## [What you need to do]
Please reproduce the material below, swapping every "outline" for "trace" and leaving everything else untouched.

Raw records
┌──
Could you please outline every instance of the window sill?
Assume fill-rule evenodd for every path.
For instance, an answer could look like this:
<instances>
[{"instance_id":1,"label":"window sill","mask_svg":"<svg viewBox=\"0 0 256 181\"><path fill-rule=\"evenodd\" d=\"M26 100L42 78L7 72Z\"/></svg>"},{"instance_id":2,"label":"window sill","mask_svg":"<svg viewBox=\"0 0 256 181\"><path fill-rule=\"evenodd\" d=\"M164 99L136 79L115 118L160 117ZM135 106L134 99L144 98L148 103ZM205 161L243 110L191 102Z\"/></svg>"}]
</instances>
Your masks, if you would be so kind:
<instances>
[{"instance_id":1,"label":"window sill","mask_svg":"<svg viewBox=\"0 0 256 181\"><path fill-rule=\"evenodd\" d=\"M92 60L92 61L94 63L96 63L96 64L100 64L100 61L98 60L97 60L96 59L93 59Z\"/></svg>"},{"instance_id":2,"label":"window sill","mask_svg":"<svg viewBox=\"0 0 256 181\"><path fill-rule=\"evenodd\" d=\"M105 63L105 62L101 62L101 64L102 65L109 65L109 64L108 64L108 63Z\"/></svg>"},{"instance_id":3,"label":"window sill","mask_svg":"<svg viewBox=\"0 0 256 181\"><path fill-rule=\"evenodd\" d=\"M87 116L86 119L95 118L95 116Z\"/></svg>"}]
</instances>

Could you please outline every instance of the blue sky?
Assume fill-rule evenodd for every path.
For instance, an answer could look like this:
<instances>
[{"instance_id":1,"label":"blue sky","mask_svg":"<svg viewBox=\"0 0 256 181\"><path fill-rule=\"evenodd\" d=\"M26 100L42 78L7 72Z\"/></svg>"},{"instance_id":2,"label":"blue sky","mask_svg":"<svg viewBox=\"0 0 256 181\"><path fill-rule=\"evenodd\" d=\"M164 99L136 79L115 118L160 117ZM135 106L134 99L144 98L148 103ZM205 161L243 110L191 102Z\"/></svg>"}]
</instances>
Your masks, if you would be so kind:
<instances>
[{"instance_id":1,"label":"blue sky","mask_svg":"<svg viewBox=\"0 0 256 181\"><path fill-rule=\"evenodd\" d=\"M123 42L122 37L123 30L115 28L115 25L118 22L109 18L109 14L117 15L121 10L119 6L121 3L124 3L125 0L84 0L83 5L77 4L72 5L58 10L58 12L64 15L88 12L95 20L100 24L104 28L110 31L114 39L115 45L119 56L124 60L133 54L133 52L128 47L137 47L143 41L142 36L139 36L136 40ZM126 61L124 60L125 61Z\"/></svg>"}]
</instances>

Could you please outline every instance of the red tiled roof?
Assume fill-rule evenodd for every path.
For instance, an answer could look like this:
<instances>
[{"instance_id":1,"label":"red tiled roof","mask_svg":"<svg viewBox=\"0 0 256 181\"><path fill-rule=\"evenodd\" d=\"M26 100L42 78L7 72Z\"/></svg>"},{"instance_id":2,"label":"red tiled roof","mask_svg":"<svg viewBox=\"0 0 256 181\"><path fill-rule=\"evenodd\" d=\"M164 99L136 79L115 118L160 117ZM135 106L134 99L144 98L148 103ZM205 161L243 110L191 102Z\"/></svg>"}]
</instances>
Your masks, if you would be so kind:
└──
## [Result of the task]
Could you please trace every instance of the window sill?
Assume fill-rule evenodd for every path.
For instance, an answer could look like this:
<instances>
[{"instance_id":1,"label":"window sill","mask_svg":"<svg viewBox=\"0 0 256 181\"><path fill-rule=\"evenodd\" d=\"M26 100L42 78L7 72Z\"/></svg>"},{"instance_id":2,"label":"window sill","mask_svg":"<svg viewBox=\"0 0 256 181\"><path fill-rule=\"evenodd\" d=\"M164 99L136 79L115 118L160 117ZM135 106L134 99L144 98L148 103ZM205 161L243 110L191 102Z\"/></svg>"}]
</instances>
Your masks, if you would be so kind:
<instances>
[{"instance_id":1,"label":"window sill","mask_svg":"<svg viewBox=\"0 0 256 181\"><path fill-rule=\"evenodd\" d=\"M92 60L92 61L94 63L96 63L96 64L100 64L100 61L98 60L97 60L96 59L93 59Z\"/></svg>"},{"instance_id":2,"label":"window sill","mask_svg":"<svg viewBox=\"0 0 256 181\"><path fill-rule=\"evenodd\" d=\"M105 63L105 62L101 62L101 64L102 65L109 65L109 64L108 64L108 63Z\"/></svg>"},{"instance_id":3,"label":"window sill","mask_svg":"<svg viewBox=\"0 0 256 181\"><path fill-rule=\"evenodd\" d=\"M87 116L86 119L95 118L95 116Z\"/></svg>"}]
</instances>

Could you please trace every instance of the blue sky?
Assume fill-rule evenodd for every path.
For instance, an answer could look like this:
<instances>
[{"instance_id":1,"label":"blue sky","mask_svg":"<svg viewBox=\"0 0 256 181\"><path fill-rule=\"evenodd\" d=\"M26 100L42 78L7 72Z\"/></svg>"},{"instance_id":2,"label":"blue sky","mask_svg":"<svg viewBox=\"0 0 256 181\"><path fill-rule=\"evenodd\" d=\"M164 99L136 79L115 118L160 117ZM135 106L134 99L144 98L148 103ZM205 161L243 110L191 102Z\"/></svg>"}]
</instances>
Your masks, if you would be so kind:
<instances>
[{"instance_id":1,"label":"blue sky","mask_svg":"<svg viewBox=\"0 0 256 181\"><path fill-rule=\"evenodd\" d=\"M123 42L122 37L123 30L115 28L115 25L118 22L109 18L109 14L117 15L121 10L119 6L121 3L124 3L125 0L84 0L83 5L77 4L72 5L58 10L58 12L64 15L88 12L95 20L100 24L104 28L110 31L114 39L115 45L119 56L124 60L133 54L133 52L128 47L137 47L143 41L142 36L139 36L136 40ZM126 61L124 60L125 61Z\"/></svg>"}]
</instances>

Could you please trace every instance of the red tiled roof?
Assume fill-rule evenodd for every path.
For instance, an answer could look like this:
<instances>
[{"instance_id":1,"label":"red tiled roof","mask_svg":"<svg viewBox=\"0 0 256 181\"><path fill-rule=\"evenodd\" d=\"M26 100L42 78L7 72Z\"/></svg>"},{"instance_id":2,"label":"red tiled roof","mask_svg":"<svg viewBox=\"0 0 256 181\"><path fill-rule=\"evenodd\" d=\"M164 99L136 79L115 118L160 117ZM135 106L134 99L144 98L148 103ZM205 161L243 110L191 102Z\"/></svg>"}]
</instances>
Your masks, if you would be so kind:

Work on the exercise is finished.